* **Exercises to complete**
**A)** Translate this sentence from the Dawnrunner comic passage below into Spanish: "When Anita is dispatched to pilot the cutting-edge Iron King prototype Dawnrunner during a routine sortie against a Tetza, all appears to be business as usual."
**B)** Carry on the Dawnrunner comic passage below, picking up right after its final sentence.

* **Passage provided**

__________

Beyond the eminently stylish art style and sleek mechanical design, however, lies the beating heart of Dawnrunner: the series’ protagonist, Anita Marr. The star “jockey” of Cordonware, one of the five megacorporations responsible for constructing the Iron Kings, Anita is an intensely private person who happens to be one of the most famous people in the world, shouldering the weight of her role as both a public figure and a soldier with solemnity and poise. When Anita is dispatched to pilot the cutting-edge Iron King prototype Dawnrunner during a routine sortie against a Tetza, all appears to be business as usual.

That changes when Anita, momentarily incapacitated mid-battle, is overcome with an out-of-body vision of a man she doesn’t recognize. The second issue picks up in the aftermath of the skirmish, with Anita having successfully managed to defeat the Tetza, albeit plagued with doubts from her experience piloting Dawnrunner.

[Ed. note: Spoilers for Dawnrunner #2 below.]

An interior page from Dawnrunner #2, featuring protagonist Anita Marr and maintenance crew performing repairs on Dawnrunner. Image: Ram V, Evan Cagle/Dark Horse Comics

An interior page from Dawnrunner#2, featuring protagonist Anita Marr, her coworker Cat, and Dawnrunner. Image: Ram V, Evan Cagle/Dark Horse Comics

It turns out that Dawnrunner’s operating system is built on the mind of Ichiro Takeda, a soldier whose body was recovered after the Tetza’s initial invasion over a century ago. To successfully pilot Dawnrunner, Anita will have to somehow convince Ichiro — who has no idea that he’s dead, or that his mind is being preserved in order to power a mecha — to aid her in her battle against the Tetza. That’s easier said than done, as both Anita and Ichiro will have to learn to trust one another in order to create a force capable of rescuing humanity from the brink of extinction.

__________

* **Dataset entries**
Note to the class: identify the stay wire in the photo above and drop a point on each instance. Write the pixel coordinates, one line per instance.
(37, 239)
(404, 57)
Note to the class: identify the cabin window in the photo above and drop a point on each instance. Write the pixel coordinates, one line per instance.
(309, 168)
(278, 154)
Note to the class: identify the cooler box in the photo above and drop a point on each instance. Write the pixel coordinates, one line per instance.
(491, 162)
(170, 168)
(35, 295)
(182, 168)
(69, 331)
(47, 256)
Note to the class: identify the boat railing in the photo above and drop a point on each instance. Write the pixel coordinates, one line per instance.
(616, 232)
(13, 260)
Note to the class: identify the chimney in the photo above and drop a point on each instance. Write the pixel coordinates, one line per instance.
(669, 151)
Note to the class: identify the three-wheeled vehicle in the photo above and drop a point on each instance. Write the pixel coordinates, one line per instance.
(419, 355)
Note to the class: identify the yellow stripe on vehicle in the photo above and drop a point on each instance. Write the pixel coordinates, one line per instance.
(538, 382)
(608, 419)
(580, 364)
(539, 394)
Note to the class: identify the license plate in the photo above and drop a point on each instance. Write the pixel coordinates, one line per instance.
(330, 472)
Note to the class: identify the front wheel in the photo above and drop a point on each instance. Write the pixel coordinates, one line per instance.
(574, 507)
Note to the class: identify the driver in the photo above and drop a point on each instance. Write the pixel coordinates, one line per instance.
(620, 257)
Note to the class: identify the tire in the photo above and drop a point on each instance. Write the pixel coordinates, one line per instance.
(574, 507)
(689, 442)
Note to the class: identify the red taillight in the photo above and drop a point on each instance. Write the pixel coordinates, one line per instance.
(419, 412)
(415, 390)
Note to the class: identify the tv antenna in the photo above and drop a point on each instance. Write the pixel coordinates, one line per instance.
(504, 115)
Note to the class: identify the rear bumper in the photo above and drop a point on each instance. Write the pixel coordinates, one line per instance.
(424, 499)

__________

* **Results for each task**
**A)** Cuando Anita es enviada a pilotar el vanguardista prototipo de Iron King Dawnrunner durante una salida rutinaria contra un Tetza, todo parece transcurrir con normalidad.

**B)**
“In creating this gap between Anita and Ichiro, we’re getting into one of the things I love exploring,” Ram told Polygon. “Not only through Dawnrunner, but a lot of my stories, which is this idea that people are fundamentally born to communicate and make connections, regardless of how many things stand between them. Dawnrunner is really a narrative about that, about having to form connections, quite literally across lifetimes in this case, and how that connection then reinforces what Dawnrunner wants to do in this world. It’s a two-pronged narrative about connection and communication, both between a pilot and a mech and between a person and another person.”

A post-apocalyptic mecha-kaiju drama with exquisite illustrations and a resounding emotional throughline, Dawnrunner already feels like one of the most exciting releases of 2024. With only two issues of its planned five-issue run out so far, Ram V and Cagle feel confident about the series’ arc and resolution, while leaving open the possibility of future stories set in the Dawnrunner universe down the line. “I feel like it leaves off, even at the end of this first trade, in a place where we could easily come back and go like, And then next year, this is what happened. But we’ve also got other things planned, and we’d like to see this have its time and grow a little bit before we look at whether to come back to it.”

Dawnrunner issue 2 is available to purchase digitally at Dark Horse Comics and in print wherever comics are sold. A collected edition arrives in November.